--- TEXTE FOURNI ---
____________

L’enquête sur l’assassinat le 7 juillet du président Jovenel Moïse est à l’image d’Haïti, un pays en plein chaos politique économique et social, administré par un État failli. Le dernier rebondissement ? Bed-Ford Claude, le commissaire du gouvernement de Port-au-Prince, équivalent d’un procureur général du pays, a accusé mardi le Premier ministre Ariel Henry, nomme juste avant sa mort par Moïse, d’être lié au meurtre.

Un peu avant l’attentat, Ariel Henry aurait parlé, en pleine nuit, à Joseph Félix Badio, un ancien cadre de l’unité de lutte contre la corruption, en fuite et soupçonné d’être un des organisateurs de l’attaque. Le procureur Claude dit s’appuyer sur des relevés téléphoniques pour demander l’inculpation du Premier ministre et lui imposer une interdiction de sortie du territoire. Sauf que tout cela ne relève en rien des compétences du procureur, mais du juge d’instruction, et que Bed-Ford Claude est fortement soupçonné d’agir en service commandé ​pour des rivaux politiques du Premier ministre… Sans attendre, Ariel Henry a d’ailleurs limogé celui qui l’accusait.

Les manœuvres de diversion pour empêcher la justice de faire sereinement son travail ne passeront pas ! Les vrais coupables de l’assassinat odieux du président Jovenel Moïse, seront trouvés, traduits en justice et punis », a promis Ariel Henry.

____________

--- DONNÉES FOURNIES ---
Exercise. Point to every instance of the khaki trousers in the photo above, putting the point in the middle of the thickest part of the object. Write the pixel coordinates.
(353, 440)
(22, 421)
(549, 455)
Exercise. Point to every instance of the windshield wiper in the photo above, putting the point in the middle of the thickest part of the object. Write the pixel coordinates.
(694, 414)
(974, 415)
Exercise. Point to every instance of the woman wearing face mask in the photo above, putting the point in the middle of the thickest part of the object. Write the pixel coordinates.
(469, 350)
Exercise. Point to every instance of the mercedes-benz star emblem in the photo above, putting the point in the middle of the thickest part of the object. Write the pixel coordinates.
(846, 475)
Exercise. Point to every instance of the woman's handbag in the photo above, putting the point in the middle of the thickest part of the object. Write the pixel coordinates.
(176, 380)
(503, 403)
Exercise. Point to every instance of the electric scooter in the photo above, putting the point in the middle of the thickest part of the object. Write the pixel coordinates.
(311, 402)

____________

--- CONSIGNE ---
D'après le texte sur l'assassinat du président Jovenel Moïse, répondez brièvement aux questions suivantes.
(a) Quelle fonction Bed-Ford Claude occupe-t-il ?
(b) Sur quoi le procureur Claude dit-il s'appuyer pour demander l'inculpation du Premier ministre ?
(c) Quelle mesure Ariel Henry a-t-il prise à l'encontre de celui qui l'accusait ?

--- CORRIGÉ ---
(a) Il est commissaire du gouvernement de Port-au-Prince, l'équivalent d'un procureur général du pays.
(b) Il dit s'appuyer sur des relevés téléphoniques.
(c) Ariel Henry l'a limogé.